-- start of READING PASSAGE --
Fairness under the DPA: public interests can outweigh those of the data subject

June 18th, 2014 by Robin Hopkins

Suppose a departing employee was the subject of serious allegations which you never had the chance properly to investigate or determine. Should you mention these (unproven) allegations to a future employer? Difficult questions arise, in both ethical and legal terms. One aspect of the legal difficulty arises under data protection law: would it be fair to share that personal information with the prospective employer?

The difficulty is enhanced because fairness – so pivotal to data protection analysis – has had little or no legal treatment.

This week’s judgment of Mr Justice Cranston in AB v A Chief Constable [2014] EWHC 1965 (QB) is in that sense a rare thing – a judicial analysis of fairness.

AB was a senior police officer – specifically, a chief superintendent. He was given a final written warning in 2009 following a disciplinary investigation. Later, he was subject to further investigation for allegedly seeking to influence the police force’s appointment process in favour of an acquaintance of AB; this raised a number of serious questions, including about potential dishonesty, lack of integrity, and so on.

AB was on sick leave (including for reasons related to psychological health) for much of the period when that second investigation was unfolding. He was unhappy with how the Force was treating him. He got an alternative job offer from a regulator. He then resigned from the Force before the hearing concerning his alleged disciplinary offences. His resignation was accepted. The Force provided him with a standard reference, but the Chief Constable then took the view that – given the particular, unusual circumstances – he should provide the prospective employer with a second reference, explaining the allegations about AB.
-- end of READING PASSAGE --
**GOALS:**
(1) In the article on fairness under the DPA, transcribe the stretch from "Suppose a departing" through "analysis of fairness.".
(2) Answer these questions from the article on fairness under the DPA:
(a) What rank did AB hold in the police force?
(b) In what year was AB given a final written warning?
(c) What kind of body offered AB an alternative job?
The listing that follows this article plays no part in the work here.
-- start of RECORDED INFORMATION --
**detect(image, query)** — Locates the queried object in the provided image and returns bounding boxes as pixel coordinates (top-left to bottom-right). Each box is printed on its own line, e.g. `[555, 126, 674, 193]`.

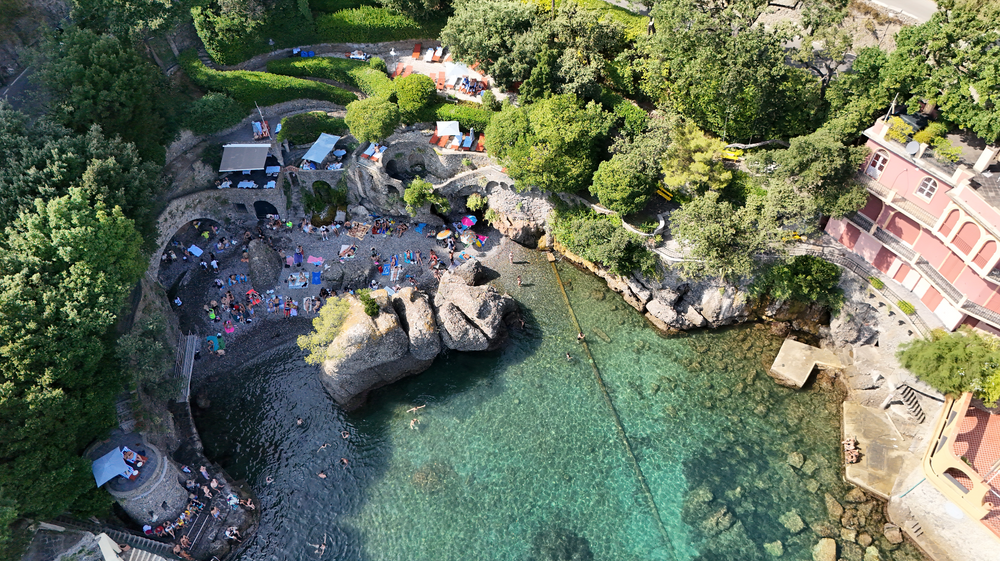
-- end of RECORDED INFORMATION --
**WORKED ANSWERS:**
(1)
Suppose a departing employee was the subject of serious allegations which you never had the chance properly to investigate or determine. Should you mention these (unproven) allegations to a future employer? Difficult questions arise, in both ethical and legal terms. One aspect of the legal difficulty arises under data protection law: would it be fair to share that personal information with the prospective employer?

The difficulty is enhanced because fairness – so pivotal to data protection analysis – has had little or no legal treatment.

This week’s judgment of Mr Justice Cranston in AB v A Chief Constable [2014] EWHC 1965 (QB) is in that sense a rare thing – a judicial analysis of fairness.

(2)
(a) Chief superintendent
(b) 2009
(c) A regulator